TEXTABSCHNITT:
++++
Im ÖPNV ist automatisiertes Fahren besonders sinnvoll – ökologisch wie ökonomisch. Das KIT entwickelt deshalb mit den Stadtwerken München und dem Fahrzeughersteller Ebusco elektrische Busse, die einem Lead-Fahrzeug automatisiert folgen. Erste Prototypen sind bereits im Münchner Norden unterwegs.
»Herkömmliche Gelenkbusse oder solche mit Personenanhänger brauchen zu viel Energie und sind nicht flexibel genug einsetzbar, um auf stark schwankende Fahrgastzahlen reagieren zu können«, sagt Professor Eric Sax, Leiter des Instituts für Technik der Informationsverarbeitung (ITIV) am Karlsruher Institut für Technologie (KIT).
Die Lösung heißt »Platooning«. Dabei fahren mehrere Fahrzeuge mittels elektronischer Steuerung in engem Abstand hintereinander. Diese Kolonnen können beliebig an den jeweiligen Bedarf angepasst werden. Beim Platooning muss nur das vorderste Fahrzeug durch eine Fahrerin oder einen Fahrer gesteuert werden, alle weiteren folgen automatisiert.
++++
GEGEBENE DATEN:

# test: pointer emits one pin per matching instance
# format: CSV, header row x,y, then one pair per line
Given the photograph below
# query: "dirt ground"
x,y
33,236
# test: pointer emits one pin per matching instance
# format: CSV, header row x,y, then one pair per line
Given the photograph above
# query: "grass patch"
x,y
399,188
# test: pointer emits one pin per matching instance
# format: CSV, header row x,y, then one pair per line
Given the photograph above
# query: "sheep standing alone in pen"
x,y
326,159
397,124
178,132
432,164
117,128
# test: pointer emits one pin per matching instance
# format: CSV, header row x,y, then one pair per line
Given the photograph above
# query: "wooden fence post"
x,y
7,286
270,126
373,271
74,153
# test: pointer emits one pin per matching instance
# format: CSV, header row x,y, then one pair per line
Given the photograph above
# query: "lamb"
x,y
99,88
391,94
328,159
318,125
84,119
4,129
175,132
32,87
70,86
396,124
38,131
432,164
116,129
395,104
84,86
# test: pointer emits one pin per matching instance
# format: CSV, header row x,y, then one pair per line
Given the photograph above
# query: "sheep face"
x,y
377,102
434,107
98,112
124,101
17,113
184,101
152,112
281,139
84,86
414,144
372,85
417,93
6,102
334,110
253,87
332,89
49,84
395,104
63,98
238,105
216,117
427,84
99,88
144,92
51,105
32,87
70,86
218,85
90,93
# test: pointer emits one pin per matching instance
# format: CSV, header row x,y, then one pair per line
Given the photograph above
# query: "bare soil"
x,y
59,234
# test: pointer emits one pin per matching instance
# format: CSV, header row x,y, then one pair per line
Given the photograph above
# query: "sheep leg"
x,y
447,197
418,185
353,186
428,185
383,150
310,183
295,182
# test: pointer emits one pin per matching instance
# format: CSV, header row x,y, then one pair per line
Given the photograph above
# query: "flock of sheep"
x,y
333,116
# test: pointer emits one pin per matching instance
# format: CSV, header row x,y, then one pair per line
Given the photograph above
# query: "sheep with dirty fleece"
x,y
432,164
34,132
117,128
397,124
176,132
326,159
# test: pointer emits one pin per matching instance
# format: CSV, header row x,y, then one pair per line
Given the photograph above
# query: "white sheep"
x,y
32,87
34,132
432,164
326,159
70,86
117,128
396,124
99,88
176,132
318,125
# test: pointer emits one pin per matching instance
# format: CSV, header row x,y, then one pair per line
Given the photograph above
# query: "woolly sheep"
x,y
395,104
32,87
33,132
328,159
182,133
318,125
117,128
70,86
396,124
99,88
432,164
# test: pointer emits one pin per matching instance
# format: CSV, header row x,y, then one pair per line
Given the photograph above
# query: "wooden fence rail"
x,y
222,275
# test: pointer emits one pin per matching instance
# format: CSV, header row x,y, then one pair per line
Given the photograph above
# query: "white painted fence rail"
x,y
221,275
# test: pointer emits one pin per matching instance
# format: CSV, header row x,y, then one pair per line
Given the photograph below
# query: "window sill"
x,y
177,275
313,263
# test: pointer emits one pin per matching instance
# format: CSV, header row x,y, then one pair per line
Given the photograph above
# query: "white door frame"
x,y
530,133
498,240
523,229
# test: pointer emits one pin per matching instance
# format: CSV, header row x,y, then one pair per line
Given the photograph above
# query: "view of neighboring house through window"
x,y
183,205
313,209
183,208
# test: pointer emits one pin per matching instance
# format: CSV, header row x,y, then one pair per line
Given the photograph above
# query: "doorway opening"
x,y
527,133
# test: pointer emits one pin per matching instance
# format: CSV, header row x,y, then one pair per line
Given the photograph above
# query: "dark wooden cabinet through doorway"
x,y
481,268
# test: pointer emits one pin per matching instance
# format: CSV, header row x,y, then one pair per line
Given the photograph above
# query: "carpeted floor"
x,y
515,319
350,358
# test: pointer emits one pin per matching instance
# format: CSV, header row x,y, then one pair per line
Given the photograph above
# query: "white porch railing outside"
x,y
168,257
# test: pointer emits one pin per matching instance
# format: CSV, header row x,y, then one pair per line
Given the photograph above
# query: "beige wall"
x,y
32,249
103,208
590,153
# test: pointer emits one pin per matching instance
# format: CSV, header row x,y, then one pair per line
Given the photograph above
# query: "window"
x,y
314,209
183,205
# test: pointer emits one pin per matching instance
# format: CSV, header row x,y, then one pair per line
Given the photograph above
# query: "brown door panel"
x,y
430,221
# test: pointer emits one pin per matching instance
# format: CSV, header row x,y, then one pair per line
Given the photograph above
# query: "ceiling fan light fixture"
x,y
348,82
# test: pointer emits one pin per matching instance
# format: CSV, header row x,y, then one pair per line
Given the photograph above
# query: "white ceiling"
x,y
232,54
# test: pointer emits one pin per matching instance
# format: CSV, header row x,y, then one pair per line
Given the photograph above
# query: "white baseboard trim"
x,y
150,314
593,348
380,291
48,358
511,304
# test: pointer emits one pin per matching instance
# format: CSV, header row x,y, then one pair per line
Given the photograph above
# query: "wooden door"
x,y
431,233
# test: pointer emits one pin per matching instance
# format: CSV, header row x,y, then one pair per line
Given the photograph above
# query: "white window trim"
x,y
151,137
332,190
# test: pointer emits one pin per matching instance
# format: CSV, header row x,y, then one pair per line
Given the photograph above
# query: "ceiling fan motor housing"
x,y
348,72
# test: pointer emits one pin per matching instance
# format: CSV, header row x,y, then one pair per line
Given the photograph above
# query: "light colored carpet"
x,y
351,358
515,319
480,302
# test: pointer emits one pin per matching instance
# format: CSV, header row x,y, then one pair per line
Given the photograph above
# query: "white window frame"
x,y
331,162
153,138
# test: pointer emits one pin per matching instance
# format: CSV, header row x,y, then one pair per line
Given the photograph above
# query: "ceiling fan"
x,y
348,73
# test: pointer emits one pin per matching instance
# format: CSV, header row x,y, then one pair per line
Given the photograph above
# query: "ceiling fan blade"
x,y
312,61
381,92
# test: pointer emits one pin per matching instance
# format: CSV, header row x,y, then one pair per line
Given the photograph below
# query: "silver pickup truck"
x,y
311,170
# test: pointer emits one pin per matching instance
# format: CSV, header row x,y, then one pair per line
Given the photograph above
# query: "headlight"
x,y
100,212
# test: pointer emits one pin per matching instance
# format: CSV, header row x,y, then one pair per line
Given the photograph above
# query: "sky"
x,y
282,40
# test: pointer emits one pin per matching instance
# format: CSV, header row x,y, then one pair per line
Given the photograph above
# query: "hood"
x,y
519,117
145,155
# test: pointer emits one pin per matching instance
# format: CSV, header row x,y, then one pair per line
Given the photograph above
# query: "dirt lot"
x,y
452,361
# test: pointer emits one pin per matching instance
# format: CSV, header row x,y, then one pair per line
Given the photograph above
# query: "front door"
++++
AUFGABE A: Welches Fahrzeug muss beim Platooning laut dem Text über die Elektrobusse noch von einem Menschen gelenkt werden?
AUFGABE B: Zähl alle Einrichtungen und Firmen auf, die im Text über die Elektrobusse genannt werden.
AUFGABE C: Schreib den Text über die Elektrobusse nach seinem letzten Satz weiter.
Die Liste spielt hier keine Rolle.

ANTWORT A: Nur das vorderste Fahrzeug.

ANTWORT B: Karlsruher Institut für Technologie (KIT), Stadtwerke München, Ebusco, Institut für Technik der Informationsverarbeitung (ITIV)

ANTWORT C:
Verbunden sind die Fahrzeuge der Formation dabei nicht physisch, sondern nur informationstechnisch. Die »elektronische Deichsel« kann leicht entkoppelt und die Bus-Platoons dadurch umstandslos geteilt und wieder verbunden werden.
»Durch Platooning kann man den Busbetrieb optimal an den Bedarf je nach Tageszeit oder Linie anpassen – besonders im städtischen Umland«, sagt Nicole Kechler vom ITIV. Neben der Flexibilität gibt es weitere Vorteile für die städtischen Busbetriebe: Einheitsgrößen und Standards für die Fahrzeuge machen Entwicklung, Herstellung und Betrieb der Busse effizienter und somit den gesamten Prozess der Elektrifizierung des Stadtbusverkehrs viel preiswerter. Außerdem erlaubt ein elektrisches Fahrzeug eine deutlich einfachere Umsetzung der automatisierten Lenkung, Verzögerung und Beschleunigung als ein vergleichbares Dieselfahrzeug.
Für das Platooning sind noch einige technische Herausforderungen zu lösen: Etwa darf der Abstand zwischen den Bussen nicht zu groß sein, damit keine anderen Fahrzeuge dazwischen einscheren. Darüber hinaus muss das System erkennen, wenn Fußgängerinnen oder Fußgänger zwischen die Busse treten. Ebenso muss der Einfluss von Eis, Staub und Schnee beachtet werden.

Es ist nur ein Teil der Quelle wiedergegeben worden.